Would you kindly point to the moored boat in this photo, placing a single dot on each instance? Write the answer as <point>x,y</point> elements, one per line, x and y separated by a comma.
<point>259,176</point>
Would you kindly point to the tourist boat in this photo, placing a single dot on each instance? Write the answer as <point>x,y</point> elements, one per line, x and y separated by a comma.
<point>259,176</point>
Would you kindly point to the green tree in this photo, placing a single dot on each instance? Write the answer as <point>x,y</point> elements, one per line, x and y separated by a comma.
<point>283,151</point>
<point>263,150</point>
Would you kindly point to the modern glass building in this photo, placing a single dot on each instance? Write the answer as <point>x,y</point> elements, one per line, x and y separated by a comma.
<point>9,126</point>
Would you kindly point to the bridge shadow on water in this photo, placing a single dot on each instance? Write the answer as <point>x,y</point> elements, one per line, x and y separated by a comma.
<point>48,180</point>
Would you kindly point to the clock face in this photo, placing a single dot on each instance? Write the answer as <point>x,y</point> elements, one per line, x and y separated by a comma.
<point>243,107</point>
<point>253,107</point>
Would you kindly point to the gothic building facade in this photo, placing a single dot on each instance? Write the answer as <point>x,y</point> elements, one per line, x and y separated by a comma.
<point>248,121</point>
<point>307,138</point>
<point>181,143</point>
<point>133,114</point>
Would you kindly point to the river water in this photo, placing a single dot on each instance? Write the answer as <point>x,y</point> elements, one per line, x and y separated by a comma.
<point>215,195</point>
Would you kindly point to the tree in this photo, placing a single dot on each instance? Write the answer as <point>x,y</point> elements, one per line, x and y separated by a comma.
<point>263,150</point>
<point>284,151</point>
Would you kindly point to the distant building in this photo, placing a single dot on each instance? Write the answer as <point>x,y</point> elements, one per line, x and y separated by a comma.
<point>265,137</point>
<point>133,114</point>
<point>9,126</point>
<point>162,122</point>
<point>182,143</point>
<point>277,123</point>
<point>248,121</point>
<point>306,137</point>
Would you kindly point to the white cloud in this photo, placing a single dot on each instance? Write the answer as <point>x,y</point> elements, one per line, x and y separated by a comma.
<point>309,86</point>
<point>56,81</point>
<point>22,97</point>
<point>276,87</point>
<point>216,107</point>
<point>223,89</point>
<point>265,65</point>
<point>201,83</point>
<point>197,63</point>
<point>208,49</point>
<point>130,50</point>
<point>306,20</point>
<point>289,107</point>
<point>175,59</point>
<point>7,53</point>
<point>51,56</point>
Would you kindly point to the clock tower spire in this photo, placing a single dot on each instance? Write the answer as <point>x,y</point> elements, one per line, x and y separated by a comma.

++++

Can you lay out the data above as a numbered list, starting at the line that contains "Would you kindly point to the tree" and running through the last line, both included, with blank lines left out?

1. Would you kindly point to the tree in this photo, placing a single dot on each instance? Write the answer as <point>x,y</point> elements, one per line, x and y separated by a comma.
2. <point>263,150</point>
3. <point>284,151</point>
4. Would you kindly point to the distant building in this photo, placing a single dot on each instance? Write the answer as <point>x,y</point> elements, one per line, x and y separated by a comma.
5. <point>265,137</point>
6. <point>133,114</point>
7. <point>9,126</point>
8. <point>162,122</point>
9. <point>182,143</point>
10. <point>277,123</point>
11. <point>248,121</point>
12. <point>306,137</point>
13. Would you kindly point to the white cloud in this photo, placing a single dot on each instance? Write the answer as <point>x,y</point> elements, one per line, x and y separated by a comma.
14. <point>309,86</point>
15. <point>56,81</point>
16. <point>22,97</point>
17. <point>276,87</point>
18. <point>216,107</point>
19. <point>223,89</point>
20. <point>265,65</point>
21. <point>201,83</point>
22. <point>197,63</point>
23. <point>208,49</point>
24. <point>130,50</point>
25. <point>306,20</point>
26. <point>289,107</point>
27. <point>175,59</point>
28. <point>7,53</point>
29. <point>51,56</point>
30. Would you kindly point to the clock tower spire in this photo, placing a single dot on each instance? Write the answer as <point>x,y</point> elements, one per line, x and y separated by a comma.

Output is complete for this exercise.